(Referring expression data)
--

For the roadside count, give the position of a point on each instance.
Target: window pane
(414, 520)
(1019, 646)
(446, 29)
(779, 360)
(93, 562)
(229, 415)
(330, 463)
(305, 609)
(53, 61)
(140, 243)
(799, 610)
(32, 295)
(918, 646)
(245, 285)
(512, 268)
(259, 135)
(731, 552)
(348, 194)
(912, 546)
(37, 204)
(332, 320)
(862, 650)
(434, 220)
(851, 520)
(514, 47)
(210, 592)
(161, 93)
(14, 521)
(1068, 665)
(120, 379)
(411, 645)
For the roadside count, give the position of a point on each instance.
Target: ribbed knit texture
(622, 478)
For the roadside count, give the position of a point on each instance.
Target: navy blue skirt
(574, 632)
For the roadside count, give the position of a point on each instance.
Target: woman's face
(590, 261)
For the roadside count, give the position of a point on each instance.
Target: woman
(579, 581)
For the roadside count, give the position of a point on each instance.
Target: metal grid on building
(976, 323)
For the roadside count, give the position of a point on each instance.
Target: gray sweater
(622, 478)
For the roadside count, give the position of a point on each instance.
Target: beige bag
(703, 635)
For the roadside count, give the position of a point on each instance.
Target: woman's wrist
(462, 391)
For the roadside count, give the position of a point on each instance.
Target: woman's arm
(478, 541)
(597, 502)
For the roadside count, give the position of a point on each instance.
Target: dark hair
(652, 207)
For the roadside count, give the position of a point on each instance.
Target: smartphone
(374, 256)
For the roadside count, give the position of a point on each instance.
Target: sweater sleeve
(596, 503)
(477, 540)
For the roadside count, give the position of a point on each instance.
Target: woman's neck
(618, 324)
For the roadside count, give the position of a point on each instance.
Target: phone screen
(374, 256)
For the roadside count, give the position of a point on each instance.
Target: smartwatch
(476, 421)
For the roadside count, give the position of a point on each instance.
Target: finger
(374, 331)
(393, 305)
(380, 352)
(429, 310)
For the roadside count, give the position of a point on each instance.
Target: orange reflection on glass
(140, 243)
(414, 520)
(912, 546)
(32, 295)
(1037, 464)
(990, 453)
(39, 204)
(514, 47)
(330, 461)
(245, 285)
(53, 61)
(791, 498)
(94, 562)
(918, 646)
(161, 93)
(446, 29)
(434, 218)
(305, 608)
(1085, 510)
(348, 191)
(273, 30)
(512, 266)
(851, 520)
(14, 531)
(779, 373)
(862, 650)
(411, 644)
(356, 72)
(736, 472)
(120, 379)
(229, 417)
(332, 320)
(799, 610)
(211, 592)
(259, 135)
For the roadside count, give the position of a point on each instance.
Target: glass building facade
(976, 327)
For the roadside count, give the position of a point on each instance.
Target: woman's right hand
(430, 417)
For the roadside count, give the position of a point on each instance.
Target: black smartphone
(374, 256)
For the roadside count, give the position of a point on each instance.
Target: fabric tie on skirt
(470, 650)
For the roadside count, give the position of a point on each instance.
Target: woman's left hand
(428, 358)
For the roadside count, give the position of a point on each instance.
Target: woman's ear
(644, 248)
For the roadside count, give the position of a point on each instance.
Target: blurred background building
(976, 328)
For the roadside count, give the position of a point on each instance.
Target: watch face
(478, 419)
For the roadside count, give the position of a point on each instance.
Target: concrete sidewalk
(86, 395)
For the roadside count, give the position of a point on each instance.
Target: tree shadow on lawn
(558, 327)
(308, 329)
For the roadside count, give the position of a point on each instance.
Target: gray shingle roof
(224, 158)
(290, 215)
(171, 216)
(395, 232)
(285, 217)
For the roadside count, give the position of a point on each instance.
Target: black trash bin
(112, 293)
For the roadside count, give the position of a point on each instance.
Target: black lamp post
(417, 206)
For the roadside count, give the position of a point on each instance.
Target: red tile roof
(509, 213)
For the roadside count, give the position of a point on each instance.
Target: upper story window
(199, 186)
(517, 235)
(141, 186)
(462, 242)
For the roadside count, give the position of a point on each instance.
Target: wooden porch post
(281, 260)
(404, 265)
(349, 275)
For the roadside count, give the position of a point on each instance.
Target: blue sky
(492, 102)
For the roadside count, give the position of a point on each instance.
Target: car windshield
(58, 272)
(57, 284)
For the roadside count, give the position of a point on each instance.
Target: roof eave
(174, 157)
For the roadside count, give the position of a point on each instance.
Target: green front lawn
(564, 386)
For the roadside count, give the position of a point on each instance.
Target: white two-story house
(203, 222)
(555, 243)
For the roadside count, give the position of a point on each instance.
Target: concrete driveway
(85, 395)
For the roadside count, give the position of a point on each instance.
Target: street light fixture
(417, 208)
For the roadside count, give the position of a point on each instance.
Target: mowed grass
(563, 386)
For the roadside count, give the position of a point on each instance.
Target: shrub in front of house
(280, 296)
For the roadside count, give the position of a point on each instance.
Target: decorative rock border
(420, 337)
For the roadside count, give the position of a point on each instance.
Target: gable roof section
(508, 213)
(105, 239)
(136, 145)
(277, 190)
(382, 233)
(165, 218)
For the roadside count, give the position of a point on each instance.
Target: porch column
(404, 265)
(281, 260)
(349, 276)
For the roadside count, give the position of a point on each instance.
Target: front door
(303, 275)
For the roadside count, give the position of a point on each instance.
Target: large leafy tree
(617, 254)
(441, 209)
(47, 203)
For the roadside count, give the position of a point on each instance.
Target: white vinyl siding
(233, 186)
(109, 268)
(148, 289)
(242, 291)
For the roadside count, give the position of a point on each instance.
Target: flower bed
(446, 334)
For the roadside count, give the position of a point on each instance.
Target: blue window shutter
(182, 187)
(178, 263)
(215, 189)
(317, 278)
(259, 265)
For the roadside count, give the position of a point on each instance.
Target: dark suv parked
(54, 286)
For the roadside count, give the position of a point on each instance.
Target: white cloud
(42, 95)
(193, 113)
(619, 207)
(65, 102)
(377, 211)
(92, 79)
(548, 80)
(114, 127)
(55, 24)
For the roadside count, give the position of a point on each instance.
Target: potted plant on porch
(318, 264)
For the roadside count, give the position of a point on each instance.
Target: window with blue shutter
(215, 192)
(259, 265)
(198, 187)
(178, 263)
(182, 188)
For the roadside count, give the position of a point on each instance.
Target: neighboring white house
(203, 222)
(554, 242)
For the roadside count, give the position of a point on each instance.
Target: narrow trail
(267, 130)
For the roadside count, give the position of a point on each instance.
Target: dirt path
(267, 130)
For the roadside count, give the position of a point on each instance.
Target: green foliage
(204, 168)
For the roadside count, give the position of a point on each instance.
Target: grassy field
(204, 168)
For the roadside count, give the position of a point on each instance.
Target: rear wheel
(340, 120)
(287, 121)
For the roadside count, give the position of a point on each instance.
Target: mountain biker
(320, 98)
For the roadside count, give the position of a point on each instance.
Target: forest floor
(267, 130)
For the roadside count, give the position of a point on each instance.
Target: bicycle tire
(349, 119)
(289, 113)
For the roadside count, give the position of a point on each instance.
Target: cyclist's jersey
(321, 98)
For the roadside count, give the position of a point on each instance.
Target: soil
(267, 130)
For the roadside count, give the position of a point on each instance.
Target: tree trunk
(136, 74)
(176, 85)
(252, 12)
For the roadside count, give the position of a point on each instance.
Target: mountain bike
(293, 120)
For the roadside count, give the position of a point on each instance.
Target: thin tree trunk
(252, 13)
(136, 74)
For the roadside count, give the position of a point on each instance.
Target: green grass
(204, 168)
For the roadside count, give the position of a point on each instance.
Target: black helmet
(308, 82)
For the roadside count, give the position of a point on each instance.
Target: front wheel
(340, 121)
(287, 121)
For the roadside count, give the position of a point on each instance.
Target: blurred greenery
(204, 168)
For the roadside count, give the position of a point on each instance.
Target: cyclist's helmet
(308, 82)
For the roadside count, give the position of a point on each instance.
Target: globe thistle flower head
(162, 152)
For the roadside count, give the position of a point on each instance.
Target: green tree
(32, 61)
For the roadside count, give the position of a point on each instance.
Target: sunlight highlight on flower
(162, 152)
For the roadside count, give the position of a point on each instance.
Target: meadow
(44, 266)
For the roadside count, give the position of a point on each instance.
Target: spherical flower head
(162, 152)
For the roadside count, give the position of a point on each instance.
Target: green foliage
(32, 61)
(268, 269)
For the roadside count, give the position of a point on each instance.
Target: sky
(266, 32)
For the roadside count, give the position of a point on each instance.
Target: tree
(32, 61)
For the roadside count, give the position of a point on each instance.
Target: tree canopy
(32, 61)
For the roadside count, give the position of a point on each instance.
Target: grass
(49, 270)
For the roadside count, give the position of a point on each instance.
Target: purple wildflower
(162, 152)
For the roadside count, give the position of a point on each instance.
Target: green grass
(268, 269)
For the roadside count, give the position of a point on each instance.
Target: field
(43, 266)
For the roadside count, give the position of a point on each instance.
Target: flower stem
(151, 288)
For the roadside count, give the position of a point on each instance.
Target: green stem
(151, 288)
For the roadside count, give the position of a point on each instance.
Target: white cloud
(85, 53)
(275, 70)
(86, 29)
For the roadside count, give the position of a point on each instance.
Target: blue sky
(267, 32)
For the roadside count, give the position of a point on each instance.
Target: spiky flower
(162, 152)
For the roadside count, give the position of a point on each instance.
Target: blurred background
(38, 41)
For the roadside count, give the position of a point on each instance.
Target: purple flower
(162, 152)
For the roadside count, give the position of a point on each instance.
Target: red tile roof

--

## [Exercise]
Nothing should appear in the answer except the lines from the one containing "Target: green stem" to the end of the data above, reproduced exactly.

## [Solution to this problem]
Target: green stem
(151, 288)
For the roadside count, give the position of a point on each instance.
Target: white cloud
(85, 53)
(275, 70)
(86, 29)
For the roadside count, give the position of a point on each instance.
Target: blue sky
(267, 32)
For the roadside count, give the position of a point on each instance.
Target: spiky flower
(162, 152)
For the roadside count, give the position of a point on each instance.
Target: blurred background
(38, 41)
For the roadside count, give the position of a point on each instance.
Target: purple flower
(162, 152)
For the roadside count, give the position of a point on each instance.
Target: red tile roof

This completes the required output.